▸ What this task involves
Continue the article on first-quarter 2024 smartphone shipment estimates, writing on from its final sentence.

▸ Text excerpt
Global smartphone market returns to solid growth

Q1 smartphone shipment estimates from Omdia and Counterpoint both register a significant uptick in the market, affirming previous estimates.

Scott Bicheno

May 3, 2024

2 Min Read

Counterpoint reckons global smartphone shipments increased by 6% year-on-year in the first quarter of 2024. But Omdia thinks this is a significant under-estimation, and that the growth rate was double that. IDC’s early estimate a few weeks ago put growth pretty much in the middle of these two.

It should be stressed that no analyst firm has the capacity to know exactly how many units were sold by vendors direct and into the channel since many of them don’t share their shipment number. However, through a combination of industry sources and deduction from earnings releases, they can have a pretty good guess.

▸ Recorded information

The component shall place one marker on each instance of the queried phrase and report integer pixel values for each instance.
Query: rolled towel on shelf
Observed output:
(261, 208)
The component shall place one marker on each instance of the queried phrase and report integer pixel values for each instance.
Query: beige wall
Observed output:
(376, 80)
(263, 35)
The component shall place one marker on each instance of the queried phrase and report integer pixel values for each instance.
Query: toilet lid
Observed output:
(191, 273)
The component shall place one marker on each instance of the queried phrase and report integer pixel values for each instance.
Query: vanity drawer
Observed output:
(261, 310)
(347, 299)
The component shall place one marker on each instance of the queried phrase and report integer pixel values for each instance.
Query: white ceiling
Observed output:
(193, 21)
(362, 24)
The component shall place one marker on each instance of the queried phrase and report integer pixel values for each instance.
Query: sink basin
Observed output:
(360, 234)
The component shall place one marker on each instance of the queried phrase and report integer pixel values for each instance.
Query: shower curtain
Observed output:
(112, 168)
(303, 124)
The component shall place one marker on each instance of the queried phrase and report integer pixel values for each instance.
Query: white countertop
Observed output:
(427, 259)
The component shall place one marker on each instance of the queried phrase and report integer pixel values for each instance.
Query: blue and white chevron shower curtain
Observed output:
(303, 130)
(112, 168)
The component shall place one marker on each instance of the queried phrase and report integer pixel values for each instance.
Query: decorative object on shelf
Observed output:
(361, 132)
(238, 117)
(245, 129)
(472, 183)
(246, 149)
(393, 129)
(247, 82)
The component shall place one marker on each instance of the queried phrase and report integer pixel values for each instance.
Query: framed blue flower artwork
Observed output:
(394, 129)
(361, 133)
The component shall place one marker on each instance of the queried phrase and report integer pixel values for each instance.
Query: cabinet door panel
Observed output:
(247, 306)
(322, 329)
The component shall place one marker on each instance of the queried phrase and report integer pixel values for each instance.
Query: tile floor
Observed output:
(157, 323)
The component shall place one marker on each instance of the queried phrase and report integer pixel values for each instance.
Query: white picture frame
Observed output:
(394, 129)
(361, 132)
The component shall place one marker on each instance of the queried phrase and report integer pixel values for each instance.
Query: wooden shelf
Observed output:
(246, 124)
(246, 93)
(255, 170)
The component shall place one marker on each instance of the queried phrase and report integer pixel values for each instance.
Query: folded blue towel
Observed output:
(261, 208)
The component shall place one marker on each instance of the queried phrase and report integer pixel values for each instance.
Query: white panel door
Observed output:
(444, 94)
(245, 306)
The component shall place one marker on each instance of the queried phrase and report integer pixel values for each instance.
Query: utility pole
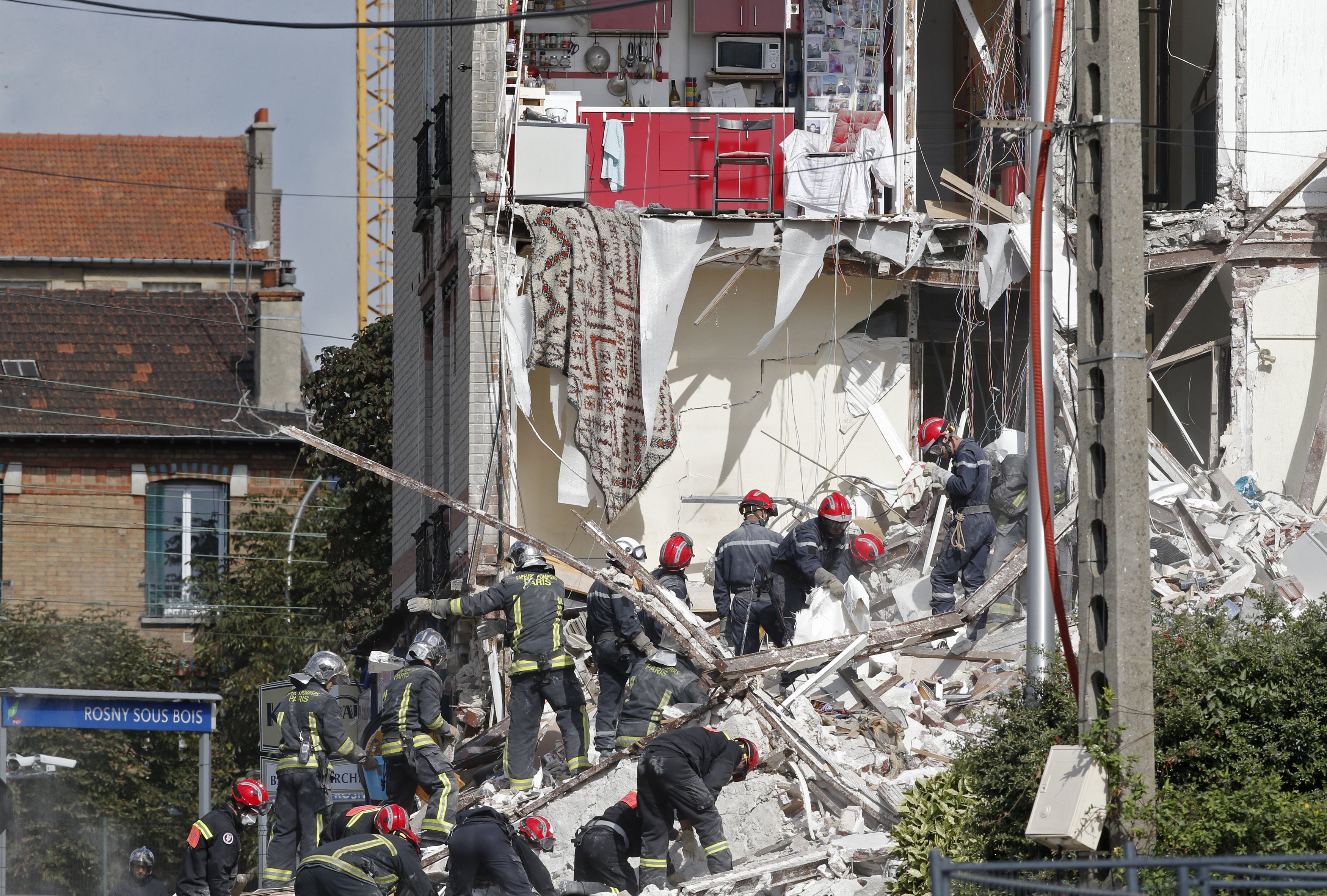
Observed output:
(1115, 603)
(1041, 611)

▸ Written answer
“Smartphone shipments grew during the first quarter as emerging markets continued their strong momentum, while Europe, especially Central and Eastern Europe, grew the most compared to a difficult Q1 2023,” said Prachir Singh of Counterpoint. Consumer demand in these markets has been growing gradually and the inventory levels have improved.

“MEA was the fastest growing region due to the strong shipments of TECNO, Xiaomi and HONOR. China also grew YoY owing to strong Lunar New Year sales and Huawei’s comeback. The India market also saw growth thanks to exiting 2023 with healthy inventory levels. The mature markets of North America and Japan declined relative to the same period in 2023.”

Huawei’s comeback in China seems to have hit Apple especially hard, confirming previous observations by Counterpoint. It’s also presumably not being helped by tit-for-tat measures imposed by the Chinese government as its tech cold war with the US continues to escalate.

“China is an important market for Apple with the second largest shipment volume after the United States,” said Jusy Hong of Omdia. “However, Apple has been facing intense competition from Huawei in the premium segment of the Chinese local market since the second half of last year, which has contributed to disappointing iPhone shipments in the first quarter.”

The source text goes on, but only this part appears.